YOUR OBJECTIVE » Can you output the items below as a Markdown table with the columns Row and Line, giving each non-blank line its own numbered row and leaving the pictures out?

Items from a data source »
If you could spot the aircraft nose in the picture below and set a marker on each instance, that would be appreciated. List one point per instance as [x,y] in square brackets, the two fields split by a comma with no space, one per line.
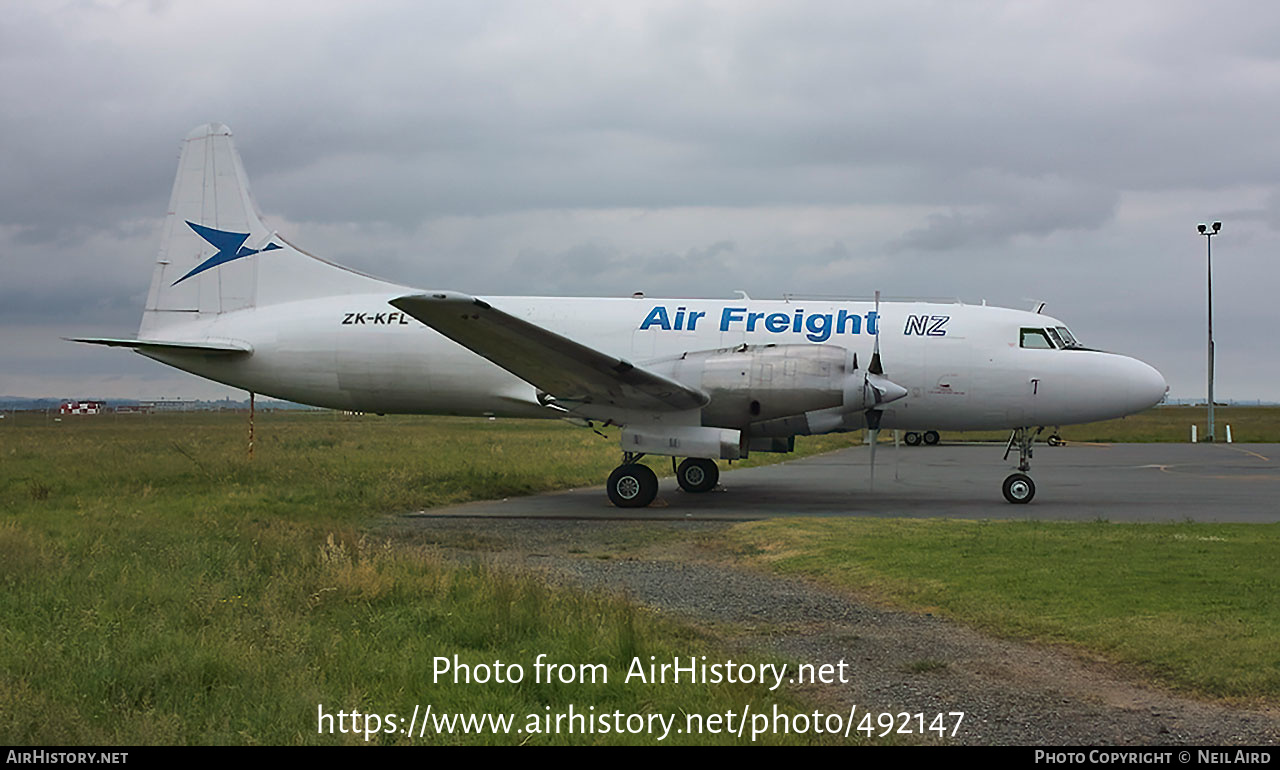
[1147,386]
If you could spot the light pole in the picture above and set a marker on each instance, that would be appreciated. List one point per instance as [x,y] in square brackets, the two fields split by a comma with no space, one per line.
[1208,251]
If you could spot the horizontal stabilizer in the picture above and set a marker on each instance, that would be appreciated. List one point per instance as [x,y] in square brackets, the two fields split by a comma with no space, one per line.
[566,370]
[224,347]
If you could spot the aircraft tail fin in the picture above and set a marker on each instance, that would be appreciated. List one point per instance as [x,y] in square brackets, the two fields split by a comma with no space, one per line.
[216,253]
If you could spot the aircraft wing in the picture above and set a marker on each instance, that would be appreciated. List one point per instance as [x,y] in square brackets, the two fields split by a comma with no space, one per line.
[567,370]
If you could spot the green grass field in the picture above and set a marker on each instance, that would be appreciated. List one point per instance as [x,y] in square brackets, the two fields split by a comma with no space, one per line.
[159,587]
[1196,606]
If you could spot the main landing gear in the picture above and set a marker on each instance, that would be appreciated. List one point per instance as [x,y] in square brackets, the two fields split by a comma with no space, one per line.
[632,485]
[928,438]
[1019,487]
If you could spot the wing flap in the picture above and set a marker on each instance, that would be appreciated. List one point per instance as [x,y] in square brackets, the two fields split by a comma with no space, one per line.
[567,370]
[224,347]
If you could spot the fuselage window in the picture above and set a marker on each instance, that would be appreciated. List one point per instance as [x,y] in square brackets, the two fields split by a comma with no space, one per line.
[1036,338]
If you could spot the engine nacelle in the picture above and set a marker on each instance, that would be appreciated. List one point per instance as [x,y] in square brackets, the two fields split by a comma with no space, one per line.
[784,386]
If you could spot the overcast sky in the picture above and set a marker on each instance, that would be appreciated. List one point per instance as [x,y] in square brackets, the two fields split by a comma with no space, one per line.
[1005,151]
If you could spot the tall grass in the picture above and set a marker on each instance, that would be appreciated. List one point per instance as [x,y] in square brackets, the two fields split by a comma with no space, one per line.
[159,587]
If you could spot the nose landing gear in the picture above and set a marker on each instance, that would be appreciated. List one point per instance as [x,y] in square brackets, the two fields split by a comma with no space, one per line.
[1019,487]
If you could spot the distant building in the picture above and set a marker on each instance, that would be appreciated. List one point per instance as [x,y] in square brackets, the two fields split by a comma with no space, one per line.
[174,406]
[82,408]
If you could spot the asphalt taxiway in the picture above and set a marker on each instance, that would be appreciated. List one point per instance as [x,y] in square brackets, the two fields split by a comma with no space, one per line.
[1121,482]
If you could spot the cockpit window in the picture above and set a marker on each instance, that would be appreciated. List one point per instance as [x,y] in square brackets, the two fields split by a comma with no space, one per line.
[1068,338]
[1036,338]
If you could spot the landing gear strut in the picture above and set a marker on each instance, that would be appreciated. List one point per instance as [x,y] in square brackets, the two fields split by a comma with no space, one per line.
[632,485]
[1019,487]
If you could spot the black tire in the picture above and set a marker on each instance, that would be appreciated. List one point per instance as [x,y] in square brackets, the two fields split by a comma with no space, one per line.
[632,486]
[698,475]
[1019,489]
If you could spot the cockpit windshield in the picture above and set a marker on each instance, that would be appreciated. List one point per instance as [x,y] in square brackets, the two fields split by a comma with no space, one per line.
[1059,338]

EXERCISE OUTPUT »
| Row | Line |
|---|---|
| 1 | If you could spot the aircraft nose in the picture below and set a marker on each instance, that would be appreciated. List one point per instance as [x,y] in square brackets, the two fields split by a comma with no space, one per line. |
| 2 | [1147,386] |
| 3 | If you could spot the light pole in the picture above and set a marker on each instance, that would be appreciated. List one point per instance as [x,y] in square brackets, the two fields split by a comma with no space, one per line. |
| 4 | [1208,251] |
| 5 | If you could spot the horizontal stabilizer in the picture above and set a marker on each instance, that would be appreciated. List one point per instance as [x,y] in square brackets, the two fields split by a comma with no space, one per line. |
| 6 | [566,370] |
| 7 | [224,347] |
| 8 | If you could spot the aircraft tail fin in the picture above and set a marker on each instance, that would be appreciated. List one point per instance as [x,y] in square brackets, the two fields split by a comma with no space, one per line. |
| 9 | [216,253] |
| 10 | If you could spot the aircraft wing in the picture above and set a marker on each instance, that would be appreciated. List one point per instance as [x,y] in square brackets, the two fields split by a comma with no space, one per line. |
| 11 | [567,370] |
| 12 | If you could spot the green grass field in the picture above and set a marker on each instance, that would be appreciated. List one point per instance as [x,y] in square brackets, the two fields split by a comma with no space, one per line. |
| 13 | [159,587] |
| 14 | [1196,606] |
| 15 | If you could spot the main landing gear in the picture above and set a marker on each instance, that would be appreciated. List one point per instance as [x,y] in square brackets, the two fields split by a comma with no space, one per line. |
| 16 | [632,485] |
| 17 | [928,438] |
| 18 | [1019,487] |
| 19 | If you could spot the wing flap in the picture above and set a marker on each instance, that would be appreciated. List one point per instance as [x,y] in square brackets, the two fields split by a comma with no space, one per line. |
| 20 | [567,370] |
| 21 | [224,347] |
| 22 | If you could spot the fuselage window in the picture above and set a marker on each instance, that would be appreciated. List one point per instance as [x,y] in square brackets, the two fields split by a comma with no space, one per line. |
| 23 | [1036,338] |
| 24 | If you could spot the engine nacelle in the picture above and set a marker on each instance, that would be appreciated. List one point per instance as [x,y] in square brackets, the two fields split by a comma with no space, one per line. |
| 25 | [784,386] |
| 26 | If you could spot the overcast sky in the picture above and set a marker on each instance, that would be appreciated. List one point per instance as [x,y] in square brackets, the two fields split by a comma with no space, one per line. |
| 27 | [1005,151] |
| 28 | If you could spot the tall grass in the picture above and set a marker on each instance, that would be appreciated. List one point per instance as [x,y] in square brackets, the two fields split by a comma with no space, one per line. |
| 29 | [159,587] |
| 30 | If you could spot the nose landing gear in the picture above and set a marker on each instance, that would be appreciated. List one point per instance as [x,y] in square brackets, the two fields split by a comma with no space, one per line. |
| 31 | [1019,487] |
| 32 | If you could spot the distant building in the picture above and set a marker on each instance, that would be appreciated. List one point per instance as [x,y] in square brackets, the two fields split by a comma with no space, one per line. |
| 33 | [174,406] |
| 34 | [82,408] |
| 35 | If you could spot the asphalt taxiway in the picture above and set a marker on each instance, that would be appreciated. List one point per instance as [x,y] in square brackets, the two fields split by a comma with no space, one per line. |
| 36 | [1121,482] |
| 37 | If you could spot the cockpit window in the picture above and set a marker on each instance, that would be appreciated. List one point per instance as [x,y] in square brackets, the two fields split by a comma with no space, one per line. |
| 38 | [1068,338] |
| 39 | [1036,338] |
| 40 | If you could spot the landing gear strut in the picture above and set a marker on each instance, that would be appreciated. List one point per instance as [x,y] in square brackets, the two fields split by a comma with no space, one per line. |
| 41 | [632,485] |
| 42 | [1019,487] |
| 43 | If you could spot the black tire in the picture above and set a marker on each instance, that would be appreciated. List one point per instance as [x,y] in square brackets, the two fields split by a comma with no space, one per line. |
| 44 | [632,486] |
| 45 | [698,475] |
| 46 | [1019,489] |
| 47 | If you could spot the cockpit windshield in the picture above and set a marker on each instance, that would be appreciated. List one point per instance as [x,y] in square brackets, the two fields split by a comma with no space, one per line. |
| 48 | [1059,338] |